*WHAT THE TASK REQUIRES*
Can you continue the comic-recommendation notebook that comes next, picking up right after its last line?

*TEXT PROVIDED*
This time, as explored in the EDA NB, let's consider removing customers who we feel have too few or too many purchases to influence the model in the intended way.

Examples:
- Too few - Customers who have only bought 1 comic (series).
- Too many - Customers with > 1000 series (for example, think all eBay customers are rolled into one account number).

# Libraries

In [1]:
%matplotlib inline
%load_ext autoreload
%autoreload 2  # 1 would be where you need to specify the files
#%aimport data_fcns

import pandas as pd  # dataframes
import os
import time
import numpy as np

# Data storage
from sqlalchemy import create_engine  # SQL helper
import psycopg2 as psql  #PostgreSQL DBs

# import necessary libraries
import pyspark
from pyspark.sql import SparkSession
from pyspark.ml.evaluation import RegressionEvaluator
# from pyspark.sql.types import (StructType, StructField, IntegerType
#                                ,FloatType, LongType, StringType)
from pyspark.sql.types import *

import pyspark.sql.functions as F
from pyspark.sql.functions import col, explode, lit, isnan, when, count
from pyspark.ml.recommendation import ALS, ALSModel
from pyspark.ml.evaluation import RegressionEvaluator
from pyspark.ml.tuning import (CrossValidator, ParamGridBuilder, 
                               TrainValidationSplit)
from pyspark.ml.evaluation import BinaryClassificationEvaluator

In [2]:
import sys

In [3]:
sys.path.append('..')

In [4]:
# Custom
import data_fcns as dfc
import keys  # Custom keys lib
import comic_recs as cr

In [5]:
# # instantiate SparkSession object
# spark = pyspark.sql.SparkSession.builder.master("local[*]").getOrCreate()
# # spark = SparkSession.builder.master("local").getOrCreate()

In [6]:
from pyspark import SparkConf

conf = SparkConf()

conf = (conf.setMaster('local[*]')
#         .set('spark.executor.memory', '1G') #https://stackoverflow.com/questions/48523629/spark-pyspark-an-error-occurred-while-trying-to-connect-to-the-java-server-127
        .set('spark.driver.memory', '7G')

*GIVEN ENTRIES*
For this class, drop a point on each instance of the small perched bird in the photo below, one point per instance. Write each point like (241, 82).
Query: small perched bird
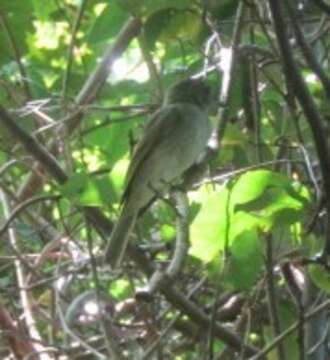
(174, 138)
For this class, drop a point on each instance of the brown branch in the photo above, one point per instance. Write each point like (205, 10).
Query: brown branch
(71, 46)
(322, 5)
(102, 224)
(307, 103)
(307, 51)
(88, 93)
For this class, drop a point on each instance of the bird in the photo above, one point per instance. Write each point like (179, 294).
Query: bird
(174, 138)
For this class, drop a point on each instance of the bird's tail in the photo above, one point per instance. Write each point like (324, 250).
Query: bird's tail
(118, 241)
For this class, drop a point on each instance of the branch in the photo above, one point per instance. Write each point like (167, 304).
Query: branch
(307, 51)
(322, 5)
(310, 110)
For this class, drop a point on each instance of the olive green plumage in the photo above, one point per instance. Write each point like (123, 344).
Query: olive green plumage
(174, 138)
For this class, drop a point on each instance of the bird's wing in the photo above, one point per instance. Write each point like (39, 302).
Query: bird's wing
(160, 127)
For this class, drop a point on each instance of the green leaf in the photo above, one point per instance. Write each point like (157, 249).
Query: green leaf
(108, 23)
(85, 191)
(209, 228)
(245, 261)
(169, 24)
(320, 277)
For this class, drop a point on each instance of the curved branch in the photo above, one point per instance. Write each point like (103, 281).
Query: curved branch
(307, 103)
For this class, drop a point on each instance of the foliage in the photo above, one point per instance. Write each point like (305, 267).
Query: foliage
(258, 217)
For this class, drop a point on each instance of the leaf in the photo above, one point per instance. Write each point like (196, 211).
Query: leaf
(108, 23)
(208, 230)
(85, 191)
(245, 261)
(169, 24)
(320, 277)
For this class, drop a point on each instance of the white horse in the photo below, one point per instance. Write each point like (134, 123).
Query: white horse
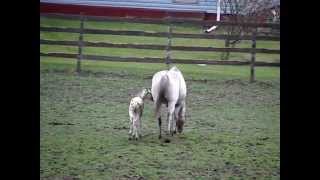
(169, 87)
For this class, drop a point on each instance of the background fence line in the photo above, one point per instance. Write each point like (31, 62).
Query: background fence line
(168, 48)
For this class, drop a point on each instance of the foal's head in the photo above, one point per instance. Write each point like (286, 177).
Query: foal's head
(146, 94)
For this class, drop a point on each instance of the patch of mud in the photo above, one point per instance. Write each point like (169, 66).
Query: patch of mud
(60, 178)
(121, 128)
(134, 177)
(60, 123)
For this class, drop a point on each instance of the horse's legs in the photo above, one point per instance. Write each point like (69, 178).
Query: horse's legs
(176, 117)
(171, 119)
(158, 117)
(131, 127)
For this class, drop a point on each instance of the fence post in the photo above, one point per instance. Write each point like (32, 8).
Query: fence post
(168, 52)
(80, 44)
(253, 56)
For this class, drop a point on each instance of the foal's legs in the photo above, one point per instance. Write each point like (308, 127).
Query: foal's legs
(131, 127)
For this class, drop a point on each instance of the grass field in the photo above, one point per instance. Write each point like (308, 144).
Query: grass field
(123, 52)
(232, 129)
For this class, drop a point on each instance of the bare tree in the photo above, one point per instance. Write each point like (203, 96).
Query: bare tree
(246, 11)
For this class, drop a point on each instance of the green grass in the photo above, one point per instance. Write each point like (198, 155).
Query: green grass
(182, 28)
(232, 129)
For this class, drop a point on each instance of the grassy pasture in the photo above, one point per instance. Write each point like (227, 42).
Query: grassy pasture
(232, 129)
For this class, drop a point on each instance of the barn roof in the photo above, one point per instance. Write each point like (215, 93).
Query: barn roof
(177, 5)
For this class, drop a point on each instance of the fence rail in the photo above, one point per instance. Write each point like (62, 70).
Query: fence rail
(161, 21)
(155, 60)
(156, 34)
(169, 35)
(159, 47)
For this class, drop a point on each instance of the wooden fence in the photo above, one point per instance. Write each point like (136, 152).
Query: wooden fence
(169, 35)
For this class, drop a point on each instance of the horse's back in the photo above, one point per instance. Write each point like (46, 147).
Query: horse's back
(169, 85)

*RESULT FOR THIS EXERCISE*
        .set('spark.driver.maxResultSize', '4G'))
#         .set('spark.executor.memory', '1G')
#         .set('spark.driver.memory', '10G')
#         .set('spark.driver.maxResultSize', '5G'))

sc = pyspark.SparkContext().getOrCreate(conf=conf)

from pyspark.sql import SQLContext
sql_context = SQLContext(sc)

sc.setCheckpointDir('./checkpoints')

# spark.sparkContext.setCheckpointDir("hdfs://datalake/check_point_directory/als")

## Import the data

There is way to directly hit PostgreSQL through JDBC, but I don't know how to do that yet. So have worked around by saving the candidate dataset to JSON, and then will use that as input to Spark.


In [7]:
# We have previously created a version of the transactions table 
# and filtered it down.
trans = sql_context.read.json('raw_data/trans_filtered.json')

In [8]:
# Persist the data
trans.persist()

DataFrame[account_num: string, comic_title: string, date_sold: bigint, item_id: string, publisher: string, qty_sold: bigint, title_and_num: string]

In [9]:
print(trans.count(), len(trans.columns))

327839 7


In [10]:
# check schema
trans.printSchema()

root
 |-- account_num: string (nullable = true)
 |-- comic_title: string (nullable = true)
 |-- date_sold: long (nullable = true)
 |-- item_id: string (nullable = true)
 |-- publisher: string (nullable = true)
 |-- qty_sold: long (nullable = true)
 |-- title_and_num: string (nullable = true)



### More exploration/testing

We won't be using pandas dataframes in the matrix factorization through Spark, but let's cast to one anyway as it will be easier to work with for EDA.

In [11]:
# cast to Pandas dataframe to turn timestamp data to datetime and check nulls. 
trans_df = trans.select('*').toPandas()
trans_df.info()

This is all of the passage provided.